• **TESTO DA LEGGERE**:

• • •

“Il mondo non diventa migliore perché composto soltanto da persone apparentemente perfette, per non dire truccate, ma quando crescono la solidarietà tra gli esseri umani, l’accettazione reciproca e il rispetto”. Papa Francesco celebra in piazza San Pietro la messa conclusiva del Giubileo dedicato ai malati e alle persone disabili. In trentamila assistono al rito che vive di tante particolarità: la liturgia è tradotta nel linguaggio dei segni, la seconda lettura è proclamata da una donna non vedente che fa scorrere la mano sul leggio, sul testo in braille. Il Vangelo è letto e, per la prima volta, è anche rappresentato visivamente da un gruppo di persone disabili mentali. All’offertorio, la processione vive un altro momento particolare: una piccola disabile grave, in braccio alla mamma, sembra quasi diventare lei stessa offerta, così come le lacrime di un padre che tiene per mano la propria figlia. “Il modo in cui viviamo la malattia e la disabilità è indice dell’amore che siamo disposti a offrire”, afferma Papa Francesco, che aggiunge: “Il modo in cui affrontiamo la sofferenza e il limite è criterio della nostra libertà di dare senso alle esperienze della vita, anche quando ci appaiono assurde e non meritate”.

• • •

• **COMPITO DA SVOLGERE**: La citazione che apre il testo sul Giubileo dei malati e dei disabili nomina alcune cose che, quando crescono, rendono migliore il mondo. Elencale tutte. I record non hanno alcun ruolo in questo lavoro.

Dati di ancoraggio delle frasi:

• • •

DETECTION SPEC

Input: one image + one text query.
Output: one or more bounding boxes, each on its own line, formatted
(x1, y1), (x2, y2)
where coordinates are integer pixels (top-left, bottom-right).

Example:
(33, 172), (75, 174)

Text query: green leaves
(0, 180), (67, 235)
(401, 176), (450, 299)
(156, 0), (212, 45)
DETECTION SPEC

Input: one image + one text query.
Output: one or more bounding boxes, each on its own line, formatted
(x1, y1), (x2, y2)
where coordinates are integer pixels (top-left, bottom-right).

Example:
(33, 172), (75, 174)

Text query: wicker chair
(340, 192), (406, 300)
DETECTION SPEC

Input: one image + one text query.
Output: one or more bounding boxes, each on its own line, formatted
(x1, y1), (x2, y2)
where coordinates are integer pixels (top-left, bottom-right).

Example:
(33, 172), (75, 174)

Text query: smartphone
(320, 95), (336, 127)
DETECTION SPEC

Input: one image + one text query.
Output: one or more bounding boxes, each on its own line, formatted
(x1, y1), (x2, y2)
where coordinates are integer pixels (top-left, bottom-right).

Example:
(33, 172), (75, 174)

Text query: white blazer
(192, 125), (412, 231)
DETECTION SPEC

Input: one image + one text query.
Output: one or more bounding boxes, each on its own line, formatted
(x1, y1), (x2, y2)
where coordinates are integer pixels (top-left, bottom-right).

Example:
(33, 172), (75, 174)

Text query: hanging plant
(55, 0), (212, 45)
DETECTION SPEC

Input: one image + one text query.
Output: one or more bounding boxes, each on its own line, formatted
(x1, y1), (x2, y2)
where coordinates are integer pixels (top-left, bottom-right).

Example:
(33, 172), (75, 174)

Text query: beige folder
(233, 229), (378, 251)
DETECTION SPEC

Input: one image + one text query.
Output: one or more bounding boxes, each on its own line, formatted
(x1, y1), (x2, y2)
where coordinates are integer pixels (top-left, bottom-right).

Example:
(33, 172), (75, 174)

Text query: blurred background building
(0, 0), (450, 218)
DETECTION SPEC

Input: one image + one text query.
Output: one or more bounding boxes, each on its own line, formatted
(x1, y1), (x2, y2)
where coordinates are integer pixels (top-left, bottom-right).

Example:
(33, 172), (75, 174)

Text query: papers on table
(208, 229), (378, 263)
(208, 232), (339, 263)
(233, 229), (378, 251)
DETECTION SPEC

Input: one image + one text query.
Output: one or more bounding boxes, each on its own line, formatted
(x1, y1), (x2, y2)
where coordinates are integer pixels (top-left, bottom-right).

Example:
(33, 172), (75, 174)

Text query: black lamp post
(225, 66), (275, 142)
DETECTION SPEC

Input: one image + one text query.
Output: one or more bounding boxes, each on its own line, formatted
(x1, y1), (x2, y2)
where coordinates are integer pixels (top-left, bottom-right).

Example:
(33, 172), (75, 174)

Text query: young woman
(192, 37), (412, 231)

• • •

• **ESERCIZIO SVOLTO**:
- La solidarietà tra gli esseri umani
- L'accettazione reciproca
- Il rispetto